EXERCISE: Please recast the rows below as a numbered list, leaving out any blank lines.

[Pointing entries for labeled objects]

— start —

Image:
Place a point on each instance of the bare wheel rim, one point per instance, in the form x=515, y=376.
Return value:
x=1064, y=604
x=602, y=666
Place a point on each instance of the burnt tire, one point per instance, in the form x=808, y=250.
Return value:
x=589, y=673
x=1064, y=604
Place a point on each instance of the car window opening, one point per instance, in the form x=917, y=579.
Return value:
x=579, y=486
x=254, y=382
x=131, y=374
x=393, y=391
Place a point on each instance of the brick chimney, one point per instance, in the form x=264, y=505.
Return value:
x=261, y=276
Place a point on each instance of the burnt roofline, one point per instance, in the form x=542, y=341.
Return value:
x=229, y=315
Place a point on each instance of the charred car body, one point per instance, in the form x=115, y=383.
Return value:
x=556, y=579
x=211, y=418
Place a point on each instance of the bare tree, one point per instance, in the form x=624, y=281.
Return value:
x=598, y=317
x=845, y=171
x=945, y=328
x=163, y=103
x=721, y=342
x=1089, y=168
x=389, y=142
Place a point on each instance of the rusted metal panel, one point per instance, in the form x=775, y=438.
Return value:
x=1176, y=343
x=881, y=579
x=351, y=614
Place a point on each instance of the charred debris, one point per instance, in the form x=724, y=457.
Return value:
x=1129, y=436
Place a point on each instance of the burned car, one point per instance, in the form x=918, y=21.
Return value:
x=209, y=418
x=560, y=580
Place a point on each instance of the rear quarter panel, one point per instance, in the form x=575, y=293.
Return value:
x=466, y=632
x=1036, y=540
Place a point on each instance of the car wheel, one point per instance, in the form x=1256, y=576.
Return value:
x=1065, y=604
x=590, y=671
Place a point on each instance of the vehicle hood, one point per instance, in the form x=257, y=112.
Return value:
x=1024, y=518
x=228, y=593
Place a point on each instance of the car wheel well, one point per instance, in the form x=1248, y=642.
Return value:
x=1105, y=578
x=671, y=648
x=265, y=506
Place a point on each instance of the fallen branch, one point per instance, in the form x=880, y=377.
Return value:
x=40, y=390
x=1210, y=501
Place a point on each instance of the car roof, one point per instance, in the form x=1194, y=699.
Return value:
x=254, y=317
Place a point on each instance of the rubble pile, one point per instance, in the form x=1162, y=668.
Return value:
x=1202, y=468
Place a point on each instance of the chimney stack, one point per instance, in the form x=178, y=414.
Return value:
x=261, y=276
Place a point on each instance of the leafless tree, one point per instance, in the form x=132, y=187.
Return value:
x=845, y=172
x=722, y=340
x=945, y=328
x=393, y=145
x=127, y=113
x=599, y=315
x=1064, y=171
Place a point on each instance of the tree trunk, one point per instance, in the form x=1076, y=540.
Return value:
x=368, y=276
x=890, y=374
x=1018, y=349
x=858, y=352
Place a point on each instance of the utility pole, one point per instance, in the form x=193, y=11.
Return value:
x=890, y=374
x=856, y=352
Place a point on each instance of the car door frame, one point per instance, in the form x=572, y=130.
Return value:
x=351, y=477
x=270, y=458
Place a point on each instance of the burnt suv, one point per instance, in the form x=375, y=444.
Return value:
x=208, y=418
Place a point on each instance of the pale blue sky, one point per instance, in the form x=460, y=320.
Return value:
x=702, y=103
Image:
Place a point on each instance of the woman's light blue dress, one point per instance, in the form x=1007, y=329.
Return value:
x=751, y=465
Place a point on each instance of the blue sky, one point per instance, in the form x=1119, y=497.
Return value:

— end —

SOLUTION BELOW:
1. Image:
2. Place a point on each instance of the bare wheel rim, one point per instance, in the form x=515, y=376.
3. Return value:
4. x=1064, y=604
5. x=602, y=666
6. Place a point on each instance of the burnt tire, one point per instance, in the form x=808, y=250.
7. Return value:
8. x=589, y=673
9. x=1064, y=604
10. Place a point on each instance of the car window opening, one point per instance, in the form x=917, y=579.
11. Return value:
12. x=579, y=486
13. x=254, y=382
14. x=131, y=374
15. x=393, y=391
16. Place a point on each instance of the brick chimney, one point per instance, in the form x=264, y=505.
17. Return value:
18. x=261, y=276
19. Place a point on each instance of the burnt roofline, one point per instance, in the form x=542, y=341.
20. Return value:
21. x=229, y=315
22. Place a point on each instance of the charred car body, one point per instance, in the form x=115, y=383.
23. Return value:
24. x=556, y=579
25. x=211, y=418
26. Place a point on each instance of the bare tree, one point per instance, in the form x=624, y=281.
27. Return value:
28. x=598, y=317
29. x=845, y=171
30. x=945, y=328
31. x=163, y=103
32. x=721, y=342
33. x=1089, y=168
34. x=389, y=142
35. Place a point on each instance of the rusted metal panel, one point per instance, in the form x=775, y=438.
36. Return value:
37. x=1176, y=343
38. x=881, y=579
39. x=351, y=614
40. Place a point on each instance of the charred debris, one point per instance, in the form x=724, y=457.
41. Return value:
42. x=1129, y=436
43. Place a point on each instance of the burned car, one point per instance, in the form x=918, y=21.
44. Return value:
45. x=209, y=418
46. x=560, y=580
47. Place a point on each instance of the rear quarter panel, one point per instance, in the form x=575, y=293.
48. Return value:
49. x=466, y=632
50. x=1036, y=540
51. Place a point on each instance of the car wheel, one point per instance, in the form x=1256, y=576.
52. Return value:
53. x=1065, y=604
54. x=590, y=671
55. Place a point on each instance of the vehicle hood, one point per instance, in the form x=257, y=112.
56. Return value:
57. x=1024, y=518
58. x=228, y=593
59. Place a point on each instance of the car wheel well, one point per instance, in the form x=1248, y=642.
60. Return value:
61. x=1105, y=578
62. x=671, y=648
63. x=265, y=506
64. Place a point on each instance of the fallen branch, one point per instance, in the form x=880, y=377.
65. Return value:
66. x=40, y=390
67. x=1210, y=501
68. Place a point on each instance of the car roof, one point per instance, in the form x=1194, y=699.
69. Return value:
70. x=254, y=317
71. Place a point on each instance of the rubble pile, one point per instance, in the form x=1162, y=668.
72. Return value:
73. x=1202, y=468
74. Place a point on each instance of the chimney stack, one point per instance, in the form x=178, y=414.
75. Return value:
76. x=261, y=276
77. Place a point on each instance of the leafless tree, one point per instance, in the form x=132, y=187.
78. Return value:
79. x=845, y=172
80. x=722, y=340
81. x=945, y=328
82. x=393, y=145
83. x=127, y=113
84. x=599, y=315
85. x=1064, y=171
86. Place a point on each instance of the tree trunk, one point per instance, in the form x=1076, y=540.
87. Return value:
88. x=368, y=276
89. x=890, y=374
90. x=1018, y=349
91. x=858, y=352
92. Place a point on each instance of the utility pole, one point per instance, in the form x=193, y=11.
93. Return value:
94. x=890, y=374
95. x=856, y=352
96. Place a point on each instance of the car door frame, one point per instance, in the form x=572, y=130.
97. Return value:
98. x=351, y=477
99. x=270, y=458
100. Place a point on each instance of the burnt suv, one point per instance, in the form x=375, y=444.
101. Return value:
102. x=208, y=418
103. Place a point on each instance of the pale blue sky, one point per instance, in the form x=460, y=320.
104. Return value:
105. x=702, y=103
106. Image:
107. Place a point on each instance of the woman's light blue dress, one point per instance, in the form x=1007, y=329.
108. Return value:
109. x=751, y=465
110. Place a point on each instance of the blue sky, one point per instance, in the form x=1119, y=497.
111. Return value:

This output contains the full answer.